**Passage given**

* Begin *

That was really all the esteemed scholar had to say that fall morning in 1977, and to be honest, it didn’t have much of an effect on me. Who cares if the research topic is independence or conformity? To-MAY-to, to-MAW-to; half-empty, half-full—it’s all the same.
Of course, how this transformation from independence to conformity took place is easy to understand. Implying that humans are easily turned into sniveling yes-men and yes-women is far more interesting than focusing on a handful of independent cusses. Suggesting that humans are like lemming and would willingly plunge with the masses off a cliff just because everyone else is doing it—now that’s interesting.
In a nutshell, conformity is fascinating; independence—not so much. So Asch returned to Stanford in 1977 to set the record straight. He wanted the next generation of researchers to study the less fascinating folks, the independent ones. And true to form, I didn’t care.
Years later I found myself conducting a series of one-on-one interviews with employees who worked for a company that was in a lot of trouble. Profits were down, quality was failing, customer satisfaction was plummeting, and if things continued, they’d all be out of work. As I talked with people, most complained about a poor work ethic. Nobody said anything to anyone, but they hated the fact that so many people got away with not doing much. They were about to lose their jobs, but nobody had the courage to speak up.
And then I ran into someone who frequently spoke up. Maybe he was one of those guys Dr. Asch was so interested in. To start things off, he looked weird. His socks didn’t match, his hair was out of control, and he bore an untamed and spaced out expression. This social deviate quickly pointed out to me that he was surrounded by a bunch of slackers and losers and that he was constantly prodding them to get back to work. His reminders often resulted in screaming matches, but according to him, he was the only person with any integrity.
And now for the bad news. While it was true that this offbeat fellow was speaking his mind when others weren’t, he was really bad at it. In fact, he had no discernable social skills at all. He was a low self-monitor—one of those people who don’t care if they fit into a social niche and who often speak their minds in a way that offends others.
I didn’t know what to think. I did have a question though. If you’re the kind of person who speaks up after eight people share a different and obviously wrong opinion, do you have to be a low self-monitoring weirdo with an ax to grind? Which brings me to Solomon’s original question: Who were the 25 percent who had the courage to disagree, and what made them tick? And if you’re going to be the kind of person who speaks out against the vocal majority, do you have to wear mismatched socks and sit at the lunch table by yourself for the rest of your life?
Now let me put this issue in perspective. I ask this question because the cost of not being able to speak up in the presence of opposing views can be horrendous. Let’s jump to the present. Last week at the World Business Forum, Tom Peters suggested that companies are too old and stodgy and vulnerable to new ideas that are coming at us at a breakneck pace. He’s been saying this for years. In his words, we need to nurture and promote the “weird.” My thoughts turned to the wild guy with the mismatched socks. Although he didn’t say it in so many words, Dr. Peters also wants to hear from the 25 percent who have the courage to speak when others toe the party line. Dr. Asch would have wanted to kiss Tom Peters.
Tom got it right. Speaking up means a whole lot to most companies. Colin Powell, who spoke later that day, said that anyone who didn’t have the courage to disagree with the boss when he or she thinks the boss is wrong doesn’t deserve to be a leader. This statement was followed by thunderous applause.

* End *

**Record excerpts**
* Begin *

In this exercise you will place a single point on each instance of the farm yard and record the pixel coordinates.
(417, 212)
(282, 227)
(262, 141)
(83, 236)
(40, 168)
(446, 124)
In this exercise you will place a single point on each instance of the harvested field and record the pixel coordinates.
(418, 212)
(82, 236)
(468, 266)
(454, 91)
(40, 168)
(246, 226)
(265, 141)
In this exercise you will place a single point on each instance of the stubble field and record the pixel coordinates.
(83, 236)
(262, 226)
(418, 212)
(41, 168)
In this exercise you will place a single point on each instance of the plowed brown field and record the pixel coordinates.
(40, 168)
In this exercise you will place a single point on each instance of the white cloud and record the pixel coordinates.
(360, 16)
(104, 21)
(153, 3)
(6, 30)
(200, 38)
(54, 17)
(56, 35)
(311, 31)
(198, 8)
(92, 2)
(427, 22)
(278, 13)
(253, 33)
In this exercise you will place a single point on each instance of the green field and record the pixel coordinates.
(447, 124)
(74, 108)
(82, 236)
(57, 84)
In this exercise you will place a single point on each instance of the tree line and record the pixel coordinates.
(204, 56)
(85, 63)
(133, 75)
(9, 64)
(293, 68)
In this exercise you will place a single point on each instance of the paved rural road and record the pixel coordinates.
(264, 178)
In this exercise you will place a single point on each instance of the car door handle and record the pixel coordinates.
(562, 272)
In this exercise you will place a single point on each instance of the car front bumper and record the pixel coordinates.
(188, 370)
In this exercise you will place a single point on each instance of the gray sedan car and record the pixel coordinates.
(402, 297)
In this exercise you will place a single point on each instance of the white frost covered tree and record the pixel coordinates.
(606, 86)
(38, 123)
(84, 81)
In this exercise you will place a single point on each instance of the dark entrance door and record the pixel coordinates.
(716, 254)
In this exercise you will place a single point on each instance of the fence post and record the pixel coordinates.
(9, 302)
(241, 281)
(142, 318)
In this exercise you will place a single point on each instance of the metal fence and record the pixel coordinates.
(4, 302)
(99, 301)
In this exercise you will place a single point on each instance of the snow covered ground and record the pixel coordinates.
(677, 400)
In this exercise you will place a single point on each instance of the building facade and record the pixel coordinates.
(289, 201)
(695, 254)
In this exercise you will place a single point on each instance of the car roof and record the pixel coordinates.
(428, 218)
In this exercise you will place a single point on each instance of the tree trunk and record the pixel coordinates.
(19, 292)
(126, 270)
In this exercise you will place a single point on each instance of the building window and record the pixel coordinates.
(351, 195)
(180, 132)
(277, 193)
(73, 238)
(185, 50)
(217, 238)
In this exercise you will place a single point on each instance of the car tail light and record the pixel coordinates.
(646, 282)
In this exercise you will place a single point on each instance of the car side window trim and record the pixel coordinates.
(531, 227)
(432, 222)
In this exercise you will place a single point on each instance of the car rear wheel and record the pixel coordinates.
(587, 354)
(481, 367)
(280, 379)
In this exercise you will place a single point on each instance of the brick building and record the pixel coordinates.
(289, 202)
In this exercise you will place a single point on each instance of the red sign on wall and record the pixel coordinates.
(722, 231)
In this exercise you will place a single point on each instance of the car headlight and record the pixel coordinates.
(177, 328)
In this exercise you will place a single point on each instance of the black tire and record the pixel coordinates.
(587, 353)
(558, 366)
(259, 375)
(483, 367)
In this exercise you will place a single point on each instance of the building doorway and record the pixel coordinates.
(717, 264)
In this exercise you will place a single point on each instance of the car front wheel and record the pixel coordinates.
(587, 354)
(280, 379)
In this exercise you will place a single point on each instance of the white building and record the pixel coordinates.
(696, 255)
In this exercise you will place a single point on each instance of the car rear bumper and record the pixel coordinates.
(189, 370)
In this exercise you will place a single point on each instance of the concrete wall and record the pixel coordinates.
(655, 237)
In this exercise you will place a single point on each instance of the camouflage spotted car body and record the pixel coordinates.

* End *

**Given instruction**
Write out word for word everything from "In a nutshell, conformity" down to "to speak up." in the passage about conformity and speaking up.

**Task result**
In a nutshell, conformity is fascinating; independence—not so much. So Asch returned to Stanford in 1977 to set the record straight. He wanted the next generation of researchers to study the less fascinating folks, the independent ones. And true to form, I didn’t care.
Years later I found myself conducting a series of one-on-one interviews with employees who worked for a company that was in a lot of trouble. Profits were down, quality was failing, customer satisfaction was plummeting, and if things continued, they’d all be out of work. As I talked with people, most complained about a poor work ethic. Nobody said anything to anyone, but they hated the fact that so many people got away with not doing much. They were about to lose their jobs, but nobody had the courage to speak up.